## What is being asked:
Whenever the word "story" shows up in a line of the data, copy that line.

Stored items:
__________________________________________________

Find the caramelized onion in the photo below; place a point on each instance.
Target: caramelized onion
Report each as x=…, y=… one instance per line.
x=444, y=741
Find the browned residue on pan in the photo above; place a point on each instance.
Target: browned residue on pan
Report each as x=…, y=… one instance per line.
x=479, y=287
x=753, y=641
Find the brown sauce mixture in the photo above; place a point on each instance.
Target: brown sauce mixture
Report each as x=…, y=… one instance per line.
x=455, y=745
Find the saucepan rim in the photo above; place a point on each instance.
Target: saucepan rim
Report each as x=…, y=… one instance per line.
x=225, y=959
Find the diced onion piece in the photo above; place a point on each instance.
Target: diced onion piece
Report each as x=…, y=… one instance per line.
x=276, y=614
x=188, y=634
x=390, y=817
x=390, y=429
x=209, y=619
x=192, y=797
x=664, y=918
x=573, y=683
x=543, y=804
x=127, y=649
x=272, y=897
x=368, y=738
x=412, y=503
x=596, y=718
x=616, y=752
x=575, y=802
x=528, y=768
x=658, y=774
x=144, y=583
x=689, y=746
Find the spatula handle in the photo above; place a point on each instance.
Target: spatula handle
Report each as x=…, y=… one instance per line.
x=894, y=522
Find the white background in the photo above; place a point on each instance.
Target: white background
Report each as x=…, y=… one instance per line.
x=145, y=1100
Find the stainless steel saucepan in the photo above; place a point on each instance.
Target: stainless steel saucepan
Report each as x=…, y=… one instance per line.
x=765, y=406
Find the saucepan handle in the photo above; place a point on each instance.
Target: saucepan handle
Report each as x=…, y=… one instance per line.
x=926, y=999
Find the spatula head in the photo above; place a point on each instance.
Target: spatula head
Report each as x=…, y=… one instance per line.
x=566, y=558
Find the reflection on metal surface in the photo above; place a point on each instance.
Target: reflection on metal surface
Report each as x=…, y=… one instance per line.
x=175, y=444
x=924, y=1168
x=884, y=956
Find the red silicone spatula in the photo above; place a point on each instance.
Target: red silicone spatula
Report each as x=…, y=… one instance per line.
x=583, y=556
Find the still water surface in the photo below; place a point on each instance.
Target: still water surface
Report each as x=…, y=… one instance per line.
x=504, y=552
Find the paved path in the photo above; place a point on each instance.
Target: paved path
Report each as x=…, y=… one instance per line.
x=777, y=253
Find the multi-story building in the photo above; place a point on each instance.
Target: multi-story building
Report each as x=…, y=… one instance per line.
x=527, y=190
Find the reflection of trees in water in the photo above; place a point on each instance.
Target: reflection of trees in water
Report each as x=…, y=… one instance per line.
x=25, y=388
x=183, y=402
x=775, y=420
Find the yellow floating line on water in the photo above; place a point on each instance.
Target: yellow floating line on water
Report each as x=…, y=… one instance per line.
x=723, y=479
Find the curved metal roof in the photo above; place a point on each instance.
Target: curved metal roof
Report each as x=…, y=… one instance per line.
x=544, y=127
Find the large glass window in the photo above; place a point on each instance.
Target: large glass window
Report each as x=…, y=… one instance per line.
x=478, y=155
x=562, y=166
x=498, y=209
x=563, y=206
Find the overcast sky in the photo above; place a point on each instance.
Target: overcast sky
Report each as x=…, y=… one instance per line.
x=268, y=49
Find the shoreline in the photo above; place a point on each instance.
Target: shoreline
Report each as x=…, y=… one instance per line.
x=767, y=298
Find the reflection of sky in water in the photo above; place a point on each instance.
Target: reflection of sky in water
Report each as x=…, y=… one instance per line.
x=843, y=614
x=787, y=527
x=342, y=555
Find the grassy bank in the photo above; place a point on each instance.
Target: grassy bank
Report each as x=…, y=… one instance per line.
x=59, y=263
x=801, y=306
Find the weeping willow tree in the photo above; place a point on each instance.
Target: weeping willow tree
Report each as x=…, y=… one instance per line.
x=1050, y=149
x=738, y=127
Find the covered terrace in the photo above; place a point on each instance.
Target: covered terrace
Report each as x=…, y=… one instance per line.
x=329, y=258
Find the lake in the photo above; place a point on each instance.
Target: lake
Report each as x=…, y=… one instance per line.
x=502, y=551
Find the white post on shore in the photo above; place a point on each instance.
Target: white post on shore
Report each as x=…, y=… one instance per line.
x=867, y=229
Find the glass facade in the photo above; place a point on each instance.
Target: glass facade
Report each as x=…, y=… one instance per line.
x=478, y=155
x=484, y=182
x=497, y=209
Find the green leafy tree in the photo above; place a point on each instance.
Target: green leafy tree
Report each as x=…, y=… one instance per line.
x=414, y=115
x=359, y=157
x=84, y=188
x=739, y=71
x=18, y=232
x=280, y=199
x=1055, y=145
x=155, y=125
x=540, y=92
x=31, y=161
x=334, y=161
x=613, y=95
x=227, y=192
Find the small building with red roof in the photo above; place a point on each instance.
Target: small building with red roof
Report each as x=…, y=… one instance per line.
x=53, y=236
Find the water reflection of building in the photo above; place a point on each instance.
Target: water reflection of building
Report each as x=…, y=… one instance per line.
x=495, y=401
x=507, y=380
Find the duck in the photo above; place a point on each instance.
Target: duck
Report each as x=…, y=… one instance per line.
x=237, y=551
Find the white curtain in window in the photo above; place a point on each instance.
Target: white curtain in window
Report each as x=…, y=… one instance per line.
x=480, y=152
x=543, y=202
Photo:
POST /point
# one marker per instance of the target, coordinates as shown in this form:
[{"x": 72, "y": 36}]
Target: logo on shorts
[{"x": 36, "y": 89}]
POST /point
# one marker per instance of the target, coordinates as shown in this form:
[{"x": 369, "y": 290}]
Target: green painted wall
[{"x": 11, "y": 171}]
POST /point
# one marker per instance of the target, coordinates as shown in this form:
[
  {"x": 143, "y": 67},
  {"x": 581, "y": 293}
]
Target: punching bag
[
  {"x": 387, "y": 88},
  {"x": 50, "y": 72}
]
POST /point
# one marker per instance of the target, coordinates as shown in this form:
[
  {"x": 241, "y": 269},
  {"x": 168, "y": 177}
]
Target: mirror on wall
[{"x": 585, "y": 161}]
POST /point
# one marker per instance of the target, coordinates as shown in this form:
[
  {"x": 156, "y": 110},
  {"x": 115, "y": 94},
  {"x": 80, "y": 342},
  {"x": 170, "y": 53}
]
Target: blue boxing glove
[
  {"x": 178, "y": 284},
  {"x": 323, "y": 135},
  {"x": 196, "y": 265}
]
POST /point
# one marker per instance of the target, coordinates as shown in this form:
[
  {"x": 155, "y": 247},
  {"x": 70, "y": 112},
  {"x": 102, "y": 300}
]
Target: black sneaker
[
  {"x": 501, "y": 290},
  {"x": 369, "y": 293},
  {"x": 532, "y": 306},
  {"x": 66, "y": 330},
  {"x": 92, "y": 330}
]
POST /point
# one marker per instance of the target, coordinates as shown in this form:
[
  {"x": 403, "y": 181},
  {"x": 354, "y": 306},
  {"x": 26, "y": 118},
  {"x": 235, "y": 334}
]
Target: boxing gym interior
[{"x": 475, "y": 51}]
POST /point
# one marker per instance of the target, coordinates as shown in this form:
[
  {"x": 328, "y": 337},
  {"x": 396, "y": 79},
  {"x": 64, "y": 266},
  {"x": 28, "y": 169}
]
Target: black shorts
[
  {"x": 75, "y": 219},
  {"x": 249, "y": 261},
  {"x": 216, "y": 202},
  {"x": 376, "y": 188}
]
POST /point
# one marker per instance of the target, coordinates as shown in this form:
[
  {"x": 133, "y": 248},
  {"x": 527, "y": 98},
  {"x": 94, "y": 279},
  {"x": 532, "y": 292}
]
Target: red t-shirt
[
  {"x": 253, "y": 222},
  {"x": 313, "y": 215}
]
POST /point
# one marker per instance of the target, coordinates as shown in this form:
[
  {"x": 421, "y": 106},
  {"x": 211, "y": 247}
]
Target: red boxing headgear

__________________________________________________

## Answer section:
Find the multi-story building in the photo above; place a point on each instance.
Target: multi-story building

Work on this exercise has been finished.